**Problem:**
Can you turn all the entries below into a numbered list, leaving out blank lines and the pictures?

**Data for the task:**
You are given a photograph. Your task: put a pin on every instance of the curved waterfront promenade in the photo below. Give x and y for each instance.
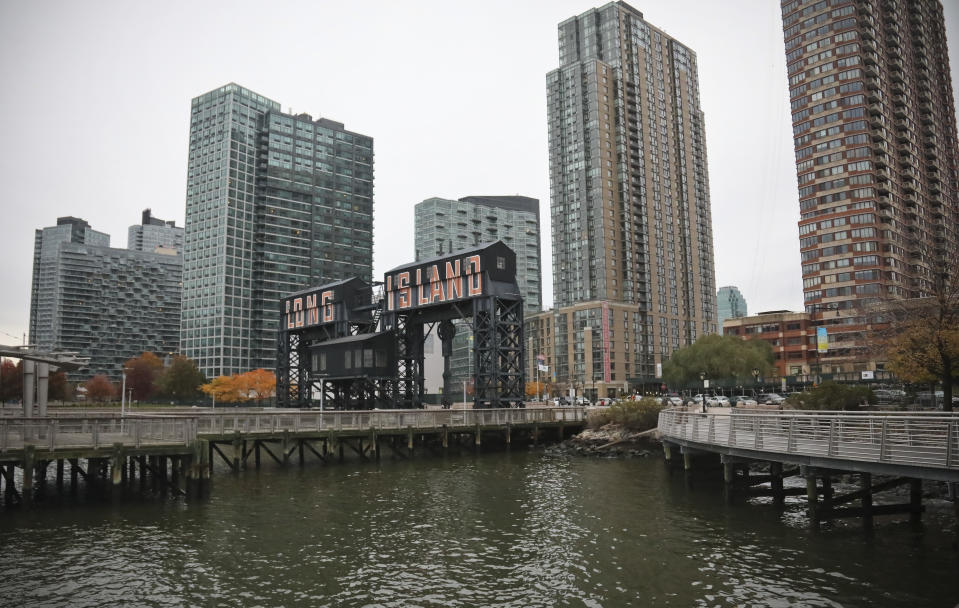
(907, 447)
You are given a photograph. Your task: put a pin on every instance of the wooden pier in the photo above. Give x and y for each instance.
(175, 454)
(899, 449)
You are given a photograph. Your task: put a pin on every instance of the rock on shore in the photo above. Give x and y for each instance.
(610, 441)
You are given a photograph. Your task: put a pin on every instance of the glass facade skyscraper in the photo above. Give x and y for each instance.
(730, 303)
(443, 225)
(152, 232)
(104, 303)
(275, 203)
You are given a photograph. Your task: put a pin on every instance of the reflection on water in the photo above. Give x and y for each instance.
(514, 529)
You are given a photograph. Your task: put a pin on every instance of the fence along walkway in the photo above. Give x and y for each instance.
(924, 446)
(139, 430)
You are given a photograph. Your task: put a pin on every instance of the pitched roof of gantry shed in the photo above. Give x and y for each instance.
(453, 254)
(326, 286)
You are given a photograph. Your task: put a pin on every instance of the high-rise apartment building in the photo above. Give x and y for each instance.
(629, 192)
(730, 303)
(444, 225)
(153, 232)
(275, 202)
(104, 303)
(43, 291)
(875, 138)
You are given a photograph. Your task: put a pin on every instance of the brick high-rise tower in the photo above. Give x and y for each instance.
(875, 137)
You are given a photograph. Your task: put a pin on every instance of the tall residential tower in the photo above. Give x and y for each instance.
(631, 223)
(875, 137)
(275, 202)
(730, 303)
(442, 225)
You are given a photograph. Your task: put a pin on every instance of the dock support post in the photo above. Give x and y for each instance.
(729, 479)
(865, 485)
(116, 470)
(237, 452)
(915, 501)
(74, 474)
(29, 463)
(142, 461)
(10, 490)
(812, 497)
(776, 483)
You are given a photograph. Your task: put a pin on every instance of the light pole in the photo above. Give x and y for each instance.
(123, 392)
(702, 376)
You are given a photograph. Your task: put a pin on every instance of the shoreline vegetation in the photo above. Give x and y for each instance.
(626, 429)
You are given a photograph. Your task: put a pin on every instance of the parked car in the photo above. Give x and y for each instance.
(771, 399)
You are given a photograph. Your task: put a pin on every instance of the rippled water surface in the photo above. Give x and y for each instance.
(512, 530)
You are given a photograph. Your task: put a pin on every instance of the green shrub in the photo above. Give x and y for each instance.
(597, 418)
(639, 415)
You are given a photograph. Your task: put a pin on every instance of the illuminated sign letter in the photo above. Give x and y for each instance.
(403, 287)
(326, 300)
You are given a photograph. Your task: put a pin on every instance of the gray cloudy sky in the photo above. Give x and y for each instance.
(96, 97)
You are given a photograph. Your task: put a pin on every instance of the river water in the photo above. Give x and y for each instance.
(520, 529)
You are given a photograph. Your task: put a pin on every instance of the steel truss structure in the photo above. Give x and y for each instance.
(310, 370)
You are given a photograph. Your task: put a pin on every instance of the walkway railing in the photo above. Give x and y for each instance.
(381, 420)
(911, 440)
(136, 431)
(68, 433)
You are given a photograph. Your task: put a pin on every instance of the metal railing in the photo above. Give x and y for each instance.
(136, 431)
(913, 440)
(379, 420)
(79, 433)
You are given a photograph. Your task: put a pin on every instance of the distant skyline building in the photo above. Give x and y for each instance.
(629, 200)
(104, 303)
(444, 225)
(43, 289)
(275, 203)
(730, 303)
(875, 139)
(153, 232)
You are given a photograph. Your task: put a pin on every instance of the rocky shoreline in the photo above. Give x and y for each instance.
(610, 441)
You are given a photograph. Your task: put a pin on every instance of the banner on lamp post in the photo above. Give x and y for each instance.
(822, 340)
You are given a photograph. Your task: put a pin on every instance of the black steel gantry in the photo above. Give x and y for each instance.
(341, 347)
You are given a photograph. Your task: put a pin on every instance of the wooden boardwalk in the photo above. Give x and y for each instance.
(902, 448)
(176, 452)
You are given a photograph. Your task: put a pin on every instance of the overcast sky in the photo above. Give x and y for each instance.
(95, 110)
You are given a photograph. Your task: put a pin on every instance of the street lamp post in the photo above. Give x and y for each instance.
(702, 376)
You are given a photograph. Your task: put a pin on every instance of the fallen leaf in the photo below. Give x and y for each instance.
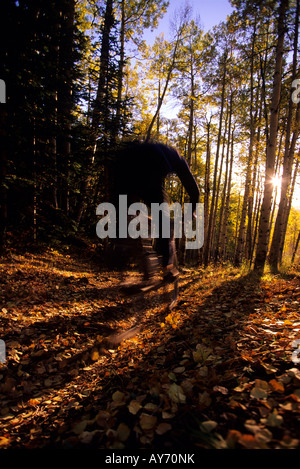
(123, 432)
(176, 394)
(147, 422)
(163, 428)
(134, 406)
(208, 426)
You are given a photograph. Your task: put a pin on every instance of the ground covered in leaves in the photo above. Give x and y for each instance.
(218, 371)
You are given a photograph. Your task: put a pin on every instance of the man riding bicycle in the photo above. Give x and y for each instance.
(140, 170)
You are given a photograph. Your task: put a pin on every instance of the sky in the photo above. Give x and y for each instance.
(211, 13)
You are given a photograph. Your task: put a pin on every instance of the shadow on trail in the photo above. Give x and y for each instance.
(236, 296)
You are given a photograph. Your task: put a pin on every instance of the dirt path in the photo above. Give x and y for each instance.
(218, 371)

**Completed task:**
1. You are given a photograph. Your task: put a pin on every instance of the curved waterfront promenade in the photo below. Give x and y for each instance.
2. (907, 447)
3. You are given a photograph. Your task: put a pin on every instance of the wooden pier in the photo above. Give x and y for each instance.
4. (175, 454)
5. (899, 449)
6. You are given a photograph. Your task: put a pin on every instance of the rock on shore in the photo above. Give x and y for each instance.
7. (610, 441)
8. You are given a photograph. Your task: put a pin on every instance of the glass facade skyscraper in the photo above. Give x and y for each instance.
9. (730, 303)
10. (443, 225)
11. (152, 232)
12. (104, 303)
13. (275, 203)
14. You are given a photograph. Your task: put a pin on every instance of the reflection on water in the photo above. Give x and y for each instance.
15. (514, 529)
16. You are given a photograph. Your task: put a pin on every instance of the fence along walkway in the photo above. Give x and y for each instance.
17. (924, 446)
18. (139, 430)
19. You are given a photograph. Your task: put a pin on every instance of the pitched roof of gantry shed in the photo above. Give x and y for each instance.
20. (453, 254)
21. (326, 286)
22. You are given a photograph. Your task: put a pin on every instance of the high-rise apartment building in the photo above. Give x and y for each instance.
23. (629, 192)
24. (730, 303)
25. (444, 225)
26. (153, 232)
27. (275, 202)
28. (104, 303)
29. (43, 291)
30. (875, 138)
31. You are given a photograph. Your task: put a pin on every instance of the brick high-rise tower in the photo above. Give x and y for each instance.
32. (875, 137)
33. You are given a photograph. Your task: put a pin on every instance of the tall residential tower in the photo above. Give x and y for each instance.
34. (631, 223)
35. (875, 137)
36. (275, 202)
37. (730, 303)
38. (442, 225)
39. You are given a photograph. Your task: put a pin on every instance of the dock support post in the photo above. Give x and y for each instance.
40. (729, 479)
41. (865, 485)
42. (116, 470)
43. (237, 452)
44. (915, 501)
45. (74, 474)
46. (29, 463)
47. (142, 461)
48. (10, 490)
49. (812, 497)
50. (776, 483)
51. You are given a photograph. Your task: put a pin on every instance of the light pole in the photo above. Give x and y for each instance.
52. (123, 392)
53. (702, 376)
54. You are given a photograph. Your task: put a pin on every instance of the shoreline vegetation in the photo above. Give x and y for each instance.
55. (626, 429)
56. You are given a photograph. Your task: put a pin on every instance of the parked car in the photo above. Give x and y for each instance.
57. (771, 399)
58. You are given a photograph. Your task: put a pin on every instance of the rippled water surface in the photo above. Give x and y for each instance.
59. (512, 530)
60. You are given a photograph. Your task: put a pin on every instance of the green shrub in the photo above. Give x and y for each instance.
61. (597, 418)
62. (639, 415)
63. You are given a photograph. Your task: put a pin on every instance of the illuminated sign letter in the photo above. Give x and y for each instance.
64. (403, 287)
65. (326, 300)
66. You are given a photograph. Your task: put a pin on every instance of the gray cloudy sky in the photo above. Give x and y for each instance.
67. (96, 97)
68. You are given a photograph. Your task: put a pin on every instance of the river water in the photo above. Give x and y for each instance.
69. (520, 529)
70. You are given a photograph. Your task: put a pin on every instance of the steel truss structure in the photo above. Give x and y for each instance.
71. (310, 370)
72. You are given a photograph. Your task: put a pin on every instance of the walkway railing in the photo above. Give x and y for each instance.
73. (381, 420)
74. (911, 440)
75. (136, 431)
76. (68, 433)
77. You are given a photograph. Your task: put a pin on every instance of the metal railing in the photo above. Give x and y for each instance.
78. (136, 431)
79. (913, 440)
80. (379, 420)
81. (79, 433)
82. You are given a photograph. Your task: put a pin on every instance of the distant skyline building in the photo above. Give x and y for each instance.
83. (629, 200)
84. (104, 303)
85. (444, 225)
86. (43, 289)
87. (275, 203)
88. (730, 303)
89. (875, 139)
90. (153, 232)
91. You are given a photograph. Your task: put a pin on every instance of the rocky shoreline in the photo above. Give x and y for each instance.
92. (610, 441)
93. You are given a photograph. Your task: put a pin on every instance of the banner on lamp post in the photo above. Give x and y for each instance.
94. (822, 340)
95. You are given a photograph. Your task: put a pin on every instance of the black steel gantry in the photo above. Give x and y for each instance.
96. (341, 347)
97. You are given a photograph. Your task: put a pin on every instance of the wooden boardwalk in the photo above. Give x and y for each instance.
98. (902, 448)
99. (176, 452)
100. You are given a photograph. Your task: put a pin on every instance of the overcast sky in the photo above. Give x and y for each instance.
101. (95, 110)
102. You are given a photograph. Your task: put a pin on every instance of the street lamp post in the photo above. Give x and y for each instance.
103. (702, 376)
104. You are given a photograph. Your task: put a pin on every instance of the fallen leaf in the photo below. Give x and y for each instance.
105. (123, 432)
106. (176, 394)
107. (147, 422)
108. (163, 428)
109. (134, 406)
110. (208, 426)
111. You are given a photograph. Your task: put a pin on every instance of the ground covered in leaves in the photo above. Give x and y for each instance.
112. (218, 371)
113. You are given a photograph. Your task: put a pin on every instance of the man riding bicycle in the photo above. Give x and y for each instance.
114. (140, 170)
115. You are given a photograph. Your task: put a pin on every instance of the sky in the photo above. Give x and y for each instance.
116. (211, 13)
117. You are given a photograph. Your task: put a pin on every instance of the shadow on trail in the photo above. Give x and y for each instance.
118. (236, 296)
119. You are given a photograph. Your task: put a pin on every instance of the dirt path in the photo above. Give x and y for each instance.
120. (218, 371)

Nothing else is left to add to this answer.